The Tingler is amazing! This would have been a lot of fun even without the absolutely delightful last act, the story has a lot of twists and turns, there's creative use of colour that in lesser movies would have been the gimmick itself, hey even the Tingler design isn't half bad. But I did not expect the actual gimmick to be this good. Throughout the movie I kept trying to guess when they would activate the tingler in a real theatre, chuckling at all the oh so clever ways they'd sublty encourage the audience to scream by drawing parallels between the movie and real life, but then it turns out no, the movie stops and Vincent price tells the audience to scream now lmao. I can't imagine how fun that would have been in a real theatre with a receptive audience and a real tingler. Loved it!

To do:
1. In the review of The Tingler, what element of the movie would have been the gimmick itself in lesser movies?
2. Render this sentence from the review of The Tingler in Spanish: "I can't imagine how fun that would have been in a real theatre with a receptive audience and a real tingler."
3. According to the review of The Tingler, which features would have made the movie fun even without its last act? List them all.

Information provided:
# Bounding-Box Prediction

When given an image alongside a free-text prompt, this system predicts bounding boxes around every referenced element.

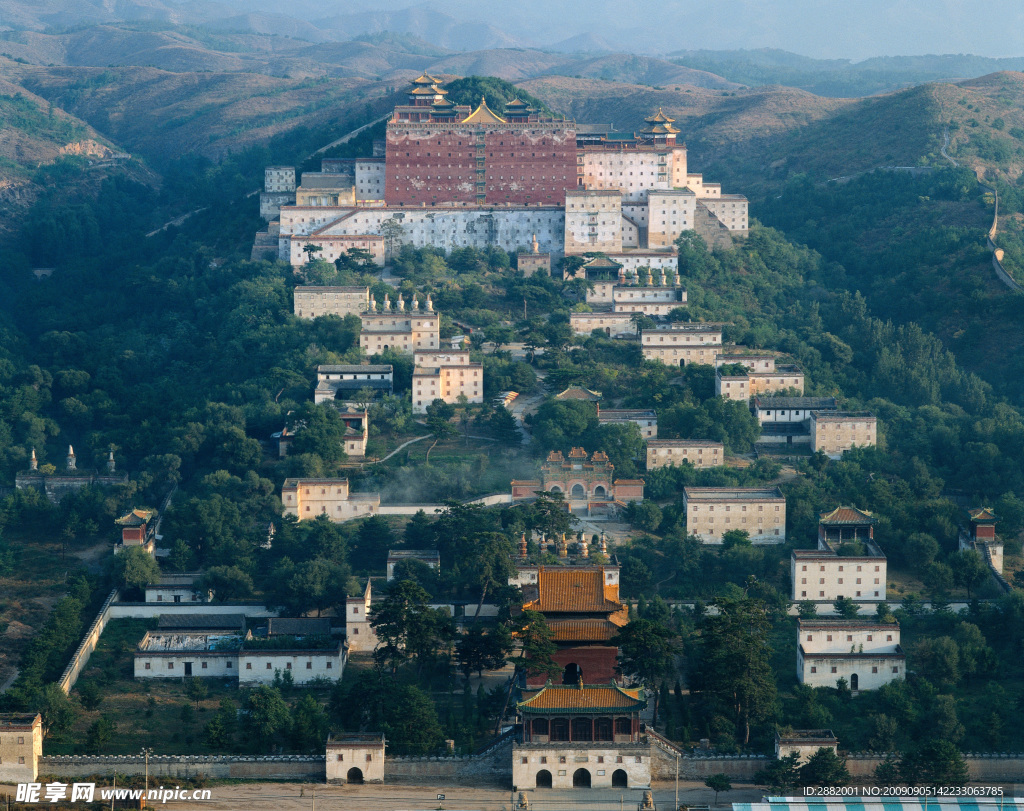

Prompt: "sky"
[228,0,1024,59]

The responses:
1. Its creative use of color.

2. No me puedo imaginar lo divertido que habría sido eso en un cine de verdad, con un público receptivo y un tingler de verdad.

3.
- A story with a lot of twists and turns
- Creative use of color
- The Tingler design